(Source data begins)

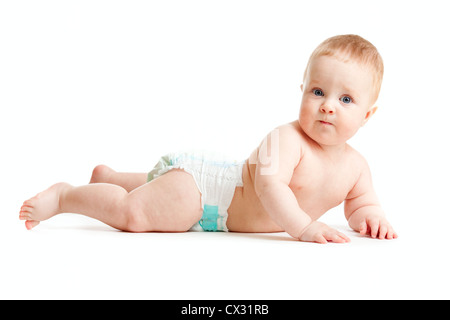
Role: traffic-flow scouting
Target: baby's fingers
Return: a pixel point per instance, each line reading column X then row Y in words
column 337, row 237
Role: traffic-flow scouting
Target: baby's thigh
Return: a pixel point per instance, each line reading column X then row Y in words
column 171, row 202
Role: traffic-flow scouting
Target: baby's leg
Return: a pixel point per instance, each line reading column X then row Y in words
column 169, row 203
column 128, row 181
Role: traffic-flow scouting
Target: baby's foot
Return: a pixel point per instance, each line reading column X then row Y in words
column 42, row 206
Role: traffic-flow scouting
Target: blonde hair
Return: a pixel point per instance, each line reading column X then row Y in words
column 356, row 48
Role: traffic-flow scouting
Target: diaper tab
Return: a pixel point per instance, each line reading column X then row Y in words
column 208, row 222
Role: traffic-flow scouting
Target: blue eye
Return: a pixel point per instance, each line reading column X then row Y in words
column 318, row 92
column 346, row 99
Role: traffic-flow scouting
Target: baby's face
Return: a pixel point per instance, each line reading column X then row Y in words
column 337, row 100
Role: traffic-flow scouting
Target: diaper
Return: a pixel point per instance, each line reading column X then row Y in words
column 216, row 179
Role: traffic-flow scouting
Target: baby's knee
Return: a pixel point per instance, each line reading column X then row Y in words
column 100, row 173
column 135, row 220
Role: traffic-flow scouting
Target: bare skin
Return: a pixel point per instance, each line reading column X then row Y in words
column 316, row 170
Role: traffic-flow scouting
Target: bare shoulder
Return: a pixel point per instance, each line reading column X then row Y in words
column 361, row 174
column 357, row 160
column 291, row 134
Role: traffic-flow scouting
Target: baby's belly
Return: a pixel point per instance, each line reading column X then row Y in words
column 246, row 213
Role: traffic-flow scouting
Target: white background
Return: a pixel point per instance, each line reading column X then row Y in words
column 123, row 82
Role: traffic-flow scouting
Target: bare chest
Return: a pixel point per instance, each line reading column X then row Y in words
column 319, row 187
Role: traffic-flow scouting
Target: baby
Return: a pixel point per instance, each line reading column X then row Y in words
column 299, row 171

(Source data ends)

* **What to produce**:
Give only the lines from the one holding "Target: baby's thigh" through the one holding "Target: blonde hair", each restated exactly as it appears above.

* **Response for this exercise**:
Target: baby's thigh
Return: a pixel point per instance, each line reading column X then row Y in words
column 171, row 202
Role: traffic-flow scouting
Target: baby's leg
Return: a pixel point per instance, each line reading column X then row Y in words
column 169, row 203
column 128, row 181
Role: traffic-flow scouting
Target: baby's foot
Return: a pixel point per instance, each line reading column X then row Y in words
column 42, row 206
Role: traffic-flow scouting
Target: blonde hair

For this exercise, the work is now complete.